▸ **Material supplied**
————————
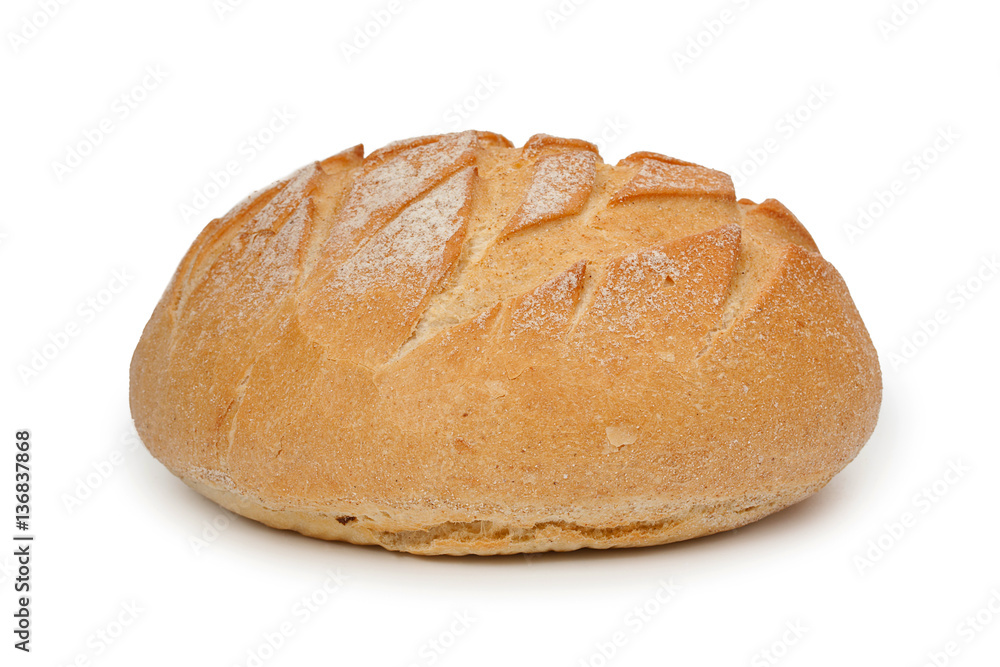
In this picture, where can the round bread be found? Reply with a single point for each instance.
(456, 346)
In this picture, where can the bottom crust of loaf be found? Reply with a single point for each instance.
(485, 538)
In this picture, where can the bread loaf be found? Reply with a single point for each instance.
(457, 346)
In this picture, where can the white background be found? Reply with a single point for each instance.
(858, 585)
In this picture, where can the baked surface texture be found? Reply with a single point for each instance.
(457, 346)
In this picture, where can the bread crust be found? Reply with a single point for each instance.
(456, 346)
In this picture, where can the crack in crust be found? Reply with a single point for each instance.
(451, 279)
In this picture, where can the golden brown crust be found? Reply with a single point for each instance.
(458, 346)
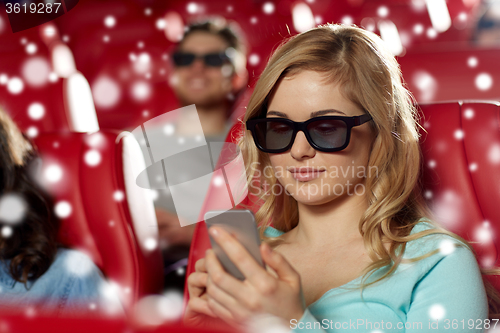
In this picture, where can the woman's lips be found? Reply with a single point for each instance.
(305, 174)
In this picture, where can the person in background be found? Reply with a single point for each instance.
(209, 71)
(34, 269)
(346, 252)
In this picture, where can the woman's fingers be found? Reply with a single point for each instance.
(196, 306)
(237, 254)
(197, 282)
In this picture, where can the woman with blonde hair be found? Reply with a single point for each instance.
(351, 247)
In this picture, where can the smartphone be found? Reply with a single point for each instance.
(241, 224)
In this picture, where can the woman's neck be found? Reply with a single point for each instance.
(335, 222)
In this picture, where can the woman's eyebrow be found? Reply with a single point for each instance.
(276, 113)
(325, 112)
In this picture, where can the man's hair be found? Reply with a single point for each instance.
(230, 32)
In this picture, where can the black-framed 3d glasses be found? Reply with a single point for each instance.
(183, 59)
(325, 133)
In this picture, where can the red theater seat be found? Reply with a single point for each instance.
(103, 212)
(461, 176)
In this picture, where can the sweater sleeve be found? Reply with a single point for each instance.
(450, 297)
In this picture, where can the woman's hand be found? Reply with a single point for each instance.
(260, 293)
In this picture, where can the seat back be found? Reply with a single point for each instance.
(461, 172)
(103, 212)
(460, 176)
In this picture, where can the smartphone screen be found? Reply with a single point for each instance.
(241, 224)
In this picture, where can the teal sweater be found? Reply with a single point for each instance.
(442, 293)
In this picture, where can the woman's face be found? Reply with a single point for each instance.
(313, 177)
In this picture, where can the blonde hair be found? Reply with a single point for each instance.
(369, 76)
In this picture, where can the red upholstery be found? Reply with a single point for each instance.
(461, 176)
(100, 222)
(462, 172)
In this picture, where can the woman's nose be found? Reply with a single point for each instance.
(301, 149)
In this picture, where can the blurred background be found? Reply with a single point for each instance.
(447, 50)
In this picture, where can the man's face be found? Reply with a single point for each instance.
(198, 83)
————————
▸ **Your task**
Write out all of the records above again, line for line and word for word, leaving out the pictures.

▸ **Answer to this task**
In this picture, where can the round bread be found? Reply with a single point for each instance.
(456, 346)
In this picture, where can the bottom crust of loaf be found? Reply with a single point for each instance.
(485, 538)
In this picture, where can the bread loaf be found? Reply with a single point for each instance.
(457, 346)
In this picture, where can the white background be found? Reply with a single point for each instance.
(858, 585)
In this picture, where can the baked surface texture be found? Reply with a single point for each instance.
(457, 346)
In this picture, where can the bread crust be found? Reply with a single point for each instance.
(456, 346)
In this picture, where can the crack in crust be found? Reply with a single point for each instance.
(451, 279)
In this picture, where can the golden brown crust be found? Reply with a single point for each instance.
(458, 346)
In this picture, where can the woman's lips be found? Reply with a single point for each instance.
(305, 174)
In this picture, where can the person in background be found? Reply with a single point for each instance.
(209, 71)
(34, 269)
(346, 252)
In this picture, where can the woman's fingers be found? Reply with a single point for each instance.
(196, 306)
(237, 254)
(197, 282)
In this picture, where can the woman with blonde hair be found? Reply with a single point for each instance.
(351, 247)
In this picture, where can the smartphone be found? Reply with a single point for each instance.
(241, 224)
In this picture, where can the woman's neck be found? Reply with a single point for each instance.
(335, 222)
In this picture, where can the woman's eyebrow be found? Reply with a single point for each instance.
(276, 113)
(325, 112)
In this picture, where can the man's hair be found? Reply with a single point for each instance.
(230, 32)
In this picture, where can the black-framed 3d glasses be found? Reply with a single point for each instance.
(183, 59)
(325, 133)
In this picture, where can the red theater seat be found? Reply with a single point for each instance.
(103, 212)
(461, 176)
In this picture, where can the sweater sleeve be found? Reply with a single point for each instance.
(450, 297)
In this picture, where can the woman's hand be found? Reply with a single point for each instance.
(260, 293)
In this picture, where can the seat back be found? Reply with a single point for each instance.
(461, 172)
(103, 212)
(460, 176)
In this picture, where can the smartphone screen be found? Reply with a single point for each instance.
(241, 224)
In this picture, where can the teal sweater be found? Reply with a single point for each instance.
(442, 293)
In this picture, where can the woman's face be found? Reply with a single point for each instance.
(313, 177)
In this picture, where can the blonde hair be found? Reply with a single point for each instance.
(369, 76)
In this picture, where can the red upholstery be found? Reply with a single point for each instance.
(461, 176)
(100, 222)
(462, 172)
In this picture, where can the woman's nose be found? Reply with a single point for each instance.
(301, 149)
In this picture, where can the blurred background be found? Reply with a single point for each instance.
(447, 50)
In this picture, where can the man's face be found? Reply with a single point for each instance.
(198, 83)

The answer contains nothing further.